--- START ---

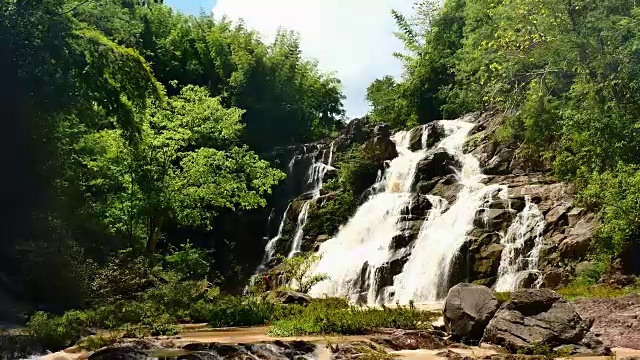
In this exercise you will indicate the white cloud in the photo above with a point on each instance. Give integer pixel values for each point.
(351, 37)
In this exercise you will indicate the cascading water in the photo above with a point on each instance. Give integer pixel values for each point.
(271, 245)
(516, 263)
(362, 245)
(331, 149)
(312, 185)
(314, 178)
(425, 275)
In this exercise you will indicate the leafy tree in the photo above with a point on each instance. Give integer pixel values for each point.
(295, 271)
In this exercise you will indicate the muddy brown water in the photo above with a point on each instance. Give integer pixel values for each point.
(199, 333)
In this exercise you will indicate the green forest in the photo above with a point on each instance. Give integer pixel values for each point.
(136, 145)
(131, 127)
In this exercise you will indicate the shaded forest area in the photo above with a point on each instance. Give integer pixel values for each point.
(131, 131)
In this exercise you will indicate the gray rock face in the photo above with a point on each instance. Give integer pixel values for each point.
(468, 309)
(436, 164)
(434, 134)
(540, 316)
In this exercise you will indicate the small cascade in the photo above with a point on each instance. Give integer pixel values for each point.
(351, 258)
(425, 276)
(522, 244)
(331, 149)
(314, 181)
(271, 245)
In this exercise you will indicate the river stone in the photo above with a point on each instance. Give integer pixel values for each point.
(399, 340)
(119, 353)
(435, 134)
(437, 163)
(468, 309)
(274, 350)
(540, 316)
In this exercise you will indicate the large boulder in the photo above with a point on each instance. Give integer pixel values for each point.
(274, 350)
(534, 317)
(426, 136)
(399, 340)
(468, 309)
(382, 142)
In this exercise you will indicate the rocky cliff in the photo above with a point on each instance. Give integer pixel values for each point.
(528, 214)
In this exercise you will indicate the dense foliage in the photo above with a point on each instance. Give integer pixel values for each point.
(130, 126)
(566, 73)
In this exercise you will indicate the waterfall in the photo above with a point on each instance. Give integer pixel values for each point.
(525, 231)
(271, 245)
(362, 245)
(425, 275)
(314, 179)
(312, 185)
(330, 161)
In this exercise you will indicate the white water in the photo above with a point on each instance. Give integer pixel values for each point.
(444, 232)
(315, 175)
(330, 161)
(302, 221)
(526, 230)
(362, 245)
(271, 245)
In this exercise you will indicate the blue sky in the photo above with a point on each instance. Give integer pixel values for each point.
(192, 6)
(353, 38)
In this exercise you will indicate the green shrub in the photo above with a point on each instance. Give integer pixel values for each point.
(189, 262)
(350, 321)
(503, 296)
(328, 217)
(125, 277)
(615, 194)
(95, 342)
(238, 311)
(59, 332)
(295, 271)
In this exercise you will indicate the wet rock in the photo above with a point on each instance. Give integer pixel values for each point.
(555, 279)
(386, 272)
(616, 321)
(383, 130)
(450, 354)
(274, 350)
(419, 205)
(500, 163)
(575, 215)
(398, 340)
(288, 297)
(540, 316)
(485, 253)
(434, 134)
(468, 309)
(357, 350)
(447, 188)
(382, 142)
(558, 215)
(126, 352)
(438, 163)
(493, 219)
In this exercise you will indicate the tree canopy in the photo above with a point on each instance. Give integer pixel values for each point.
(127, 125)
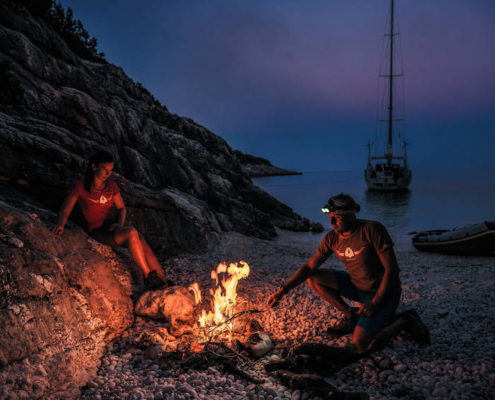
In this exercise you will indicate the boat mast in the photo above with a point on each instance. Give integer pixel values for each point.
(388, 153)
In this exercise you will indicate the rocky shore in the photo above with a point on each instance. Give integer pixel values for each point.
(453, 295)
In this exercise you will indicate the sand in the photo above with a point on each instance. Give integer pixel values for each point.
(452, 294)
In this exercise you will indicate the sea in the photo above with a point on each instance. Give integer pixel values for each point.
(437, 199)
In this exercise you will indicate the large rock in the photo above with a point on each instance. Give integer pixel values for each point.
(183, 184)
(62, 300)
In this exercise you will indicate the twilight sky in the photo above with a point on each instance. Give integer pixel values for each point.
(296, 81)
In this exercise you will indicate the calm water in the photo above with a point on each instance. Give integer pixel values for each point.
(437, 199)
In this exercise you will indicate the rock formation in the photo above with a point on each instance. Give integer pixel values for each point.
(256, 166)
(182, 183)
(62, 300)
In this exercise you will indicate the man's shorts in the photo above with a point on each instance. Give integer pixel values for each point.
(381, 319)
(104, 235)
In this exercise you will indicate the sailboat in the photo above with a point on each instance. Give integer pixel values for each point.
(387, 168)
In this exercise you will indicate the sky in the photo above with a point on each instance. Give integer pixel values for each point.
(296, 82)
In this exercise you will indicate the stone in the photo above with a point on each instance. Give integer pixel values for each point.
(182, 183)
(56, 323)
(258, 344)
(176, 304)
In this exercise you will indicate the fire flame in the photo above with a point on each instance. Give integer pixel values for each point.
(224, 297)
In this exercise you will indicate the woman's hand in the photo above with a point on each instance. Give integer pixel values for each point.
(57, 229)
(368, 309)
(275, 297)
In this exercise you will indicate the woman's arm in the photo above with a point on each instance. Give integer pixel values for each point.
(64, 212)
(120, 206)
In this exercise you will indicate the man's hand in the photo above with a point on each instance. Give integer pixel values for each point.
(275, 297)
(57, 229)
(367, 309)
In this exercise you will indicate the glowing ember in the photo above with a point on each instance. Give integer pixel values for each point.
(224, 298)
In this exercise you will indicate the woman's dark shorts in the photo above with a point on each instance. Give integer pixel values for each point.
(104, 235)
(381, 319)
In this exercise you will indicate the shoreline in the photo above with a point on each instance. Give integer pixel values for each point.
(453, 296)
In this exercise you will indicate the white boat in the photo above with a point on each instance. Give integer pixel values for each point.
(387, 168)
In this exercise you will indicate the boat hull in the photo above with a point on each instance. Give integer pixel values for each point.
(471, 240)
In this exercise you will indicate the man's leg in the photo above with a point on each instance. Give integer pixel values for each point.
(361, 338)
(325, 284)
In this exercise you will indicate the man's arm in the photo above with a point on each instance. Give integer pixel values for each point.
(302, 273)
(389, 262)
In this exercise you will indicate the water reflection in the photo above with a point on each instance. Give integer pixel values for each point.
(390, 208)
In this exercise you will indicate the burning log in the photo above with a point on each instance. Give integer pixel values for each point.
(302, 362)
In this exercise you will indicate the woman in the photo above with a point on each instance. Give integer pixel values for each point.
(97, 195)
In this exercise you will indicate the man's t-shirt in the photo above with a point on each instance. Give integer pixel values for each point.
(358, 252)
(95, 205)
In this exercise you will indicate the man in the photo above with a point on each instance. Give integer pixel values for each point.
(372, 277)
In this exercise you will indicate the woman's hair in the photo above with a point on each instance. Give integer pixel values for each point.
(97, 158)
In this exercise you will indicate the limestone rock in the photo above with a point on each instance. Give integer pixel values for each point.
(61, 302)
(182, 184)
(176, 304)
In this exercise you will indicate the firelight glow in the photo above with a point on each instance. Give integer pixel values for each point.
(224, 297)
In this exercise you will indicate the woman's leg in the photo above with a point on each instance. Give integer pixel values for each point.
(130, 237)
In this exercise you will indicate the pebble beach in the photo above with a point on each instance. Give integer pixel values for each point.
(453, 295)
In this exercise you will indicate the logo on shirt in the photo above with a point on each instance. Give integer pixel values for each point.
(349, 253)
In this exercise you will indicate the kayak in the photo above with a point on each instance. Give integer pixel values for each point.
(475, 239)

--- END ---

Express the lines above as a JSON list of strings, starting with the line that contains "In this exercise you will indicate the pebble" and continuing through the final line. Use one string per line and leave out blank lines.

§ REPLY
[
  "In this exercise you will indicate the pebble beach in the photo above with a point on each instance. Give integer pixel values for each point.",
  "(453, 295)",
  "In this exercise you will indicate the logo on shirt in the photo above with a point on each instance. Give integer pixel values for each point.",
  "(349, 253)",
  "In this exercise you will indicate the kayak in the photo above with a point on each instance. Give integer pixel values for each point.",
  "(475, 239)"
]